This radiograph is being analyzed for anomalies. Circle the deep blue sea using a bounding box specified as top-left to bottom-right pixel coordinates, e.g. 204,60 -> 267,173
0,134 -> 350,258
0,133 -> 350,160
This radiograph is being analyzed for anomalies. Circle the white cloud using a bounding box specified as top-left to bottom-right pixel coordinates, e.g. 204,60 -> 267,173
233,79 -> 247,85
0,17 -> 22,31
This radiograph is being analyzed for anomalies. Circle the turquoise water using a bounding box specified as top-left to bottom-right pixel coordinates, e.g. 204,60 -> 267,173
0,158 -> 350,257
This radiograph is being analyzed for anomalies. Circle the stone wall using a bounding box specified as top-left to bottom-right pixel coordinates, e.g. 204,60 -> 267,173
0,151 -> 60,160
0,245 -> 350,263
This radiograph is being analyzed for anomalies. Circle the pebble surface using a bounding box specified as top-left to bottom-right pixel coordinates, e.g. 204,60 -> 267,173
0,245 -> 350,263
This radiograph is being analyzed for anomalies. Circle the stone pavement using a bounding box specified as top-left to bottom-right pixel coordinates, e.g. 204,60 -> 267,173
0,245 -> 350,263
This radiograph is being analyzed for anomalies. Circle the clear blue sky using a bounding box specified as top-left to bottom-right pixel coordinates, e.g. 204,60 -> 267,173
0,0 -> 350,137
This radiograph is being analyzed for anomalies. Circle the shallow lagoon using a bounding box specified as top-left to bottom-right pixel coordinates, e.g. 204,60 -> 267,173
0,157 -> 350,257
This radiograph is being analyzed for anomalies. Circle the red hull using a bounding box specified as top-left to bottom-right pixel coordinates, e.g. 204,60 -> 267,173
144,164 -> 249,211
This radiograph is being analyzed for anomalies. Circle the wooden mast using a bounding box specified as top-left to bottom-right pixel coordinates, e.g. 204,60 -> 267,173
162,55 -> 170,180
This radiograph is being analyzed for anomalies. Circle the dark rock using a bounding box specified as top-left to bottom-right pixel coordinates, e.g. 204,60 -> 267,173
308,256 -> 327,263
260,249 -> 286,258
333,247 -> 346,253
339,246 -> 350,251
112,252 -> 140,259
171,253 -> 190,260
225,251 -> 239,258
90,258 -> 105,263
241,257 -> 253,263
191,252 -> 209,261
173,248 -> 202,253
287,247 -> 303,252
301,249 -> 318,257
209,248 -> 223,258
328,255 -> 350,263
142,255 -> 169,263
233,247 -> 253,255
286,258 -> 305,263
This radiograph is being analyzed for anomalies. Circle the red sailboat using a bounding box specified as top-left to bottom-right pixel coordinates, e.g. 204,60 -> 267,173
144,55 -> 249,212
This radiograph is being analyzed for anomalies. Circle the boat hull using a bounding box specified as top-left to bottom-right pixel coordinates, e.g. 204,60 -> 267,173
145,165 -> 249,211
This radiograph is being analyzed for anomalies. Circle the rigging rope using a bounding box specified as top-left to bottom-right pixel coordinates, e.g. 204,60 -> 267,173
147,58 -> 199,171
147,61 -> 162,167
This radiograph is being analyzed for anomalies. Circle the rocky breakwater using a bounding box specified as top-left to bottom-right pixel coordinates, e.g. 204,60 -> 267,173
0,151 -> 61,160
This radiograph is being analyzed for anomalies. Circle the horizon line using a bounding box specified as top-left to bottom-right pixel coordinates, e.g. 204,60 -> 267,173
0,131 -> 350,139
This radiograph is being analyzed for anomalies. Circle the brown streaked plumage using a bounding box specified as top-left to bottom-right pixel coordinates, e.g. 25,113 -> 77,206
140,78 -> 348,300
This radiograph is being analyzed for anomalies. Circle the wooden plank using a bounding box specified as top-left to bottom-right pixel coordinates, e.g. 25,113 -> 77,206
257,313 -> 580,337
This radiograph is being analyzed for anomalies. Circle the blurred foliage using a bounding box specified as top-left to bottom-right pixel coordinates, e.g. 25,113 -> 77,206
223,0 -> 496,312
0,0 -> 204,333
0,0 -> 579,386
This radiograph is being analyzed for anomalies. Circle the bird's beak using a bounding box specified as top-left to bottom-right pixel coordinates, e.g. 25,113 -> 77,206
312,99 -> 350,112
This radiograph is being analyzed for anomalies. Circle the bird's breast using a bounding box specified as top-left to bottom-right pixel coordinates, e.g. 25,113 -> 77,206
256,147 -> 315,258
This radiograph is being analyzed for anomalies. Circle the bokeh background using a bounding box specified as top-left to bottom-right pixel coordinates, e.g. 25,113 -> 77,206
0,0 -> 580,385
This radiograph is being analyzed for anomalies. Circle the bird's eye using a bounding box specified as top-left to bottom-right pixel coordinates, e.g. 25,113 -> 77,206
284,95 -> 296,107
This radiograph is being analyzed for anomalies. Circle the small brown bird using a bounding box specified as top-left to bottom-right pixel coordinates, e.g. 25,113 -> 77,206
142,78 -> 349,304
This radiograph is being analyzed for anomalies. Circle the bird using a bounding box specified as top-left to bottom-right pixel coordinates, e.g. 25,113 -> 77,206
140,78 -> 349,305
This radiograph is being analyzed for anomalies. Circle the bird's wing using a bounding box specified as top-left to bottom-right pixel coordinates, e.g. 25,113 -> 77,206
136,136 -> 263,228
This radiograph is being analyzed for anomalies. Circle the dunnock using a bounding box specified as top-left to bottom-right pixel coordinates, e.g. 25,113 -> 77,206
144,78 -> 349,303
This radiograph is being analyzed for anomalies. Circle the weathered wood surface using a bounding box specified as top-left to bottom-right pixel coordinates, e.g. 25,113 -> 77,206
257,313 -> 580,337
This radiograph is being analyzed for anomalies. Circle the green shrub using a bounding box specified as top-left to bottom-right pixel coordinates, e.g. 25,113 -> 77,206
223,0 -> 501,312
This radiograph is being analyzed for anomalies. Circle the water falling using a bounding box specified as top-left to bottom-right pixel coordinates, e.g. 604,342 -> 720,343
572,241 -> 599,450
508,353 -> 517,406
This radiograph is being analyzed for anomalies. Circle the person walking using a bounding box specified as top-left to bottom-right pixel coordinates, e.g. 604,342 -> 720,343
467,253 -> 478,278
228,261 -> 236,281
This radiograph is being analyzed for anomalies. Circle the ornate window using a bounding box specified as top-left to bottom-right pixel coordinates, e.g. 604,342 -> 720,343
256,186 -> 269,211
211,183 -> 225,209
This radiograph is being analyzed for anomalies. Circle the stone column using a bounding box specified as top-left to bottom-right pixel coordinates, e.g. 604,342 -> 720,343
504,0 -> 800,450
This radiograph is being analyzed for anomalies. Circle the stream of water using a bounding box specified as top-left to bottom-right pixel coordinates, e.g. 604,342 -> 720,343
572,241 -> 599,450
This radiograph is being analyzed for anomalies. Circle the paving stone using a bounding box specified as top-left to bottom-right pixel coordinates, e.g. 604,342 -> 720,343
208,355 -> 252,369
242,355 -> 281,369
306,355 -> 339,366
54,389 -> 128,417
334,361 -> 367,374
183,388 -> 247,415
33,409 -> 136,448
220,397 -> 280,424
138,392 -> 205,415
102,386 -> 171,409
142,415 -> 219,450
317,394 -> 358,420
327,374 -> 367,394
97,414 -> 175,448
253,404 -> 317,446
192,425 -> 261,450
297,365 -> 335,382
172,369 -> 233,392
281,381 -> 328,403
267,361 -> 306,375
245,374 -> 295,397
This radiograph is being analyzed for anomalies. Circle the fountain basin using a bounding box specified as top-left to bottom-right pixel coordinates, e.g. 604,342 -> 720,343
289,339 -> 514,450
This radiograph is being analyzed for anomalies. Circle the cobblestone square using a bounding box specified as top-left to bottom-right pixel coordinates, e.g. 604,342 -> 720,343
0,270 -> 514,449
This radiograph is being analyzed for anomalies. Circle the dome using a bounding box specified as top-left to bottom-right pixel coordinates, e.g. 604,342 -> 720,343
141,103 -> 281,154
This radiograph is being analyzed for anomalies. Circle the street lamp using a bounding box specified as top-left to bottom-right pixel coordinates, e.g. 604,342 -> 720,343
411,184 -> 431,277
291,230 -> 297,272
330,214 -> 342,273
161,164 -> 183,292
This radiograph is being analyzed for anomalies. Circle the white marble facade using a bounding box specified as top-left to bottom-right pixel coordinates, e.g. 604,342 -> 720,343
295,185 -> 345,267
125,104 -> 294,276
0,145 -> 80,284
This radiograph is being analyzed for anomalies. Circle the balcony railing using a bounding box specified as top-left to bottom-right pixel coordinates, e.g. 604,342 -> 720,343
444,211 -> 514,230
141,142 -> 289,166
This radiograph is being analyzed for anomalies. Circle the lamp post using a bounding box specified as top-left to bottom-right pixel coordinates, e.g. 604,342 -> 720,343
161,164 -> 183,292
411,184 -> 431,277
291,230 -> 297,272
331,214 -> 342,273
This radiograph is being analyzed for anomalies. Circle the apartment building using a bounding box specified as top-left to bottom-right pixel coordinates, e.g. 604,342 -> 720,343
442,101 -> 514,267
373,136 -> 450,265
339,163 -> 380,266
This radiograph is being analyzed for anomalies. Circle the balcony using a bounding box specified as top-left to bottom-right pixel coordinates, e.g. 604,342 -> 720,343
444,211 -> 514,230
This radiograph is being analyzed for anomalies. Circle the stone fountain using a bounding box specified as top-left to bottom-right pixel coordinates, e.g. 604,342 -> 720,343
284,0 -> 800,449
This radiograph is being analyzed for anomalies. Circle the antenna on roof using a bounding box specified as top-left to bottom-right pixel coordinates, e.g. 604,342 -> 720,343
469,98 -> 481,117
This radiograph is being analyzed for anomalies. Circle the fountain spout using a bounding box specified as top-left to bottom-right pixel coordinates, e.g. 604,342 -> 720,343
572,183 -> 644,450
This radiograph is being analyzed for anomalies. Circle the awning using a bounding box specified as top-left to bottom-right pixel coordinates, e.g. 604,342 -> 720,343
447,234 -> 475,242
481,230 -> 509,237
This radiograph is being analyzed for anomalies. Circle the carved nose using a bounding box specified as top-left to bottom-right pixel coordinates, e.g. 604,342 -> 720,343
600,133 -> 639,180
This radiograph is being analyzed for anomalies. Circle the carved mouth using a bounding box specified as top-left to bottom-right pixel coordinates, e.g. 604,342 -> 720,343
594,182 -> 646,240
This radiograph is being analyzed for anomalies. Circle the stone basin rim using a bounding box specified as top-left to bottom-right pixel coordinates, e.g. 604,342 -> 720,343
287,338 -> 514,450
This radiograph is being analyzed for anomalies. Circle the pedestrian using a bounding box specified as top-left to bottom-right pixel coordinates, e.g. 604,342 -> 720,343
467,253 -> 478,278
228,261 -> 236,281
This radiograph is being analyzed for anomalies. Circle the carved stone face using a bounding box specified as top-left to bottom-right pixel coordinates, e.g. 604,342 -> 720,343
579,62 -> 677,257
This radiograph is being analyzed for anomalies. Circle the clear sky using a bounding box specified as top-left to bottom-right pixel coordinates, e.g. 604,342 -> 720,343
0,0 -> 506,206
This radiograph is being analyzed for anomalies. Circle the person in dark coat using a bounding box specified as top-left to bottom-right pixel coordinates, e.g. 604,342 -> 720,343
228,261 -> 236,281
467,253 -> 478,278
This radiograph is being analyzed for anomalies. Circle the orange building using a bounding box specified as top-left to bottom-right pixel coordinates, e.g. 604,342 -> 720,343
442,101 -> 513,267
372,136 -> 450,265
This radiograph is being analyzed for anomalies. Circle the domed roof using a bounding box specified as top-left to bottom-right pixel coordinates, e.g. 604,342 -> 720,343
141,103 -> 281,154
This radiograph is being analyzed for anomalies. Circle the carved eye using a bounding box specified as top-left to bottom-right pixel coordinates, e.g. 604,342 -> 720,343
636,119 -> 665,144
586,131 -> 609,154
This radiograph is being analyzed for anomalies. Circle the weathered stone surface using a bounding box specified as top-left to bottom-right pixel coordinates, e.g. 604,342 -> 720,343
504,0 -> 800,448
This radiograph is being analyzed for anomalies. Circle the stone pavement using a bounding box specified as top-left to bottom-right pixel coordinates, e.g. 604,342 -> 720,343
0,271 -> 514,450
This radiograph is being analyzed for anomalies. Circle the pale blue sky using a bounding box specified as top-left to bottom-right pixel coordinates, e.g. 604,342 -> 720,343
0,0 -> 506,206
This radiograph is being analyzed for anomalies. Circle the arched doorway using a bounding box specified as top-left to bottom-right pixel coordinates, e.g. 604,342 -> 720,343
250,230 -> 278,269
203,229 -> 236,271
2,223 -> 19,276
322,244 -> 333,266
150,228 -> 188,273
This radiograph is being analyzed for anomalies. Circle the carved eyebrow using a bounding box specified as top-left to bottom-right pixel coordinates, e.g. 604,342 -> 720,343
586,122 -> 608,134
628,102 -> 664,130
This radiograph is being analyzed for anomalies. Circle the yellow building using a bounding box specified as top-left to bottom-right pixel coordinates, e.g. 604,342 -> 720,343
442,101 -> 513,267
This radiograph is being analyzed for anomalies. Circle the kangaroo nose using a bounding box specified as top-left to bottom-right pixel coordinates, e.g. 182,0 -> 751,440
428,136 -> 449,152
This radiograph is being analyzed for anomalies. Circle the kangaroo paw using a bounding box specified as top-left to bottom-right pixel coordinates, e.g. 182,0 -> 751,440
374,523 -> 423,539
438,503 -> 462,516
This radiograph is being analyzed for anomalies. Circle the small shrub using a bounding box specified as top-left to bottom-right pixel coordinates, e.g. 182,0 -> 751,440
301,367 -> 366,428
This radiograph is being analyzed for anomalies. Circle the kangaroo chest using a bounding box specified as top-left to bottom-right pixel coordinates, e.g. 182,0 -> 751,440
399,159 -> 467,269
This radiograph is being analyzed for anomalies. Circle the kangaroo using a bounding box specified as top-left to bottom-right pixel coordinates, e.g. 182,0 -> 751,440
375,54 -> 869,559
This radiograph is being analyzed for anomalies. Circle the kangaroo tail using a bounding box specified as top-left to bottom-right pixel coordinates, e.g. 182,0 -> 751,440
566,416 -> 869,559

Exercise requirements >> Copy out the rows from the very start through the line holding "0,133 -> 350,160", inclusive. Add 9 to each coordinate in the answers, and leave the requests as they are, including their sample coordinates.

Response below >>
This radiograph is being analyzed for anomalies. Circle the deep blue sea using a bounding box specified as top-left to bottom-right pixel coordinates, e.g. 204,60 -> 267,173
9,143 -> 359,267
9,142 -> 359,169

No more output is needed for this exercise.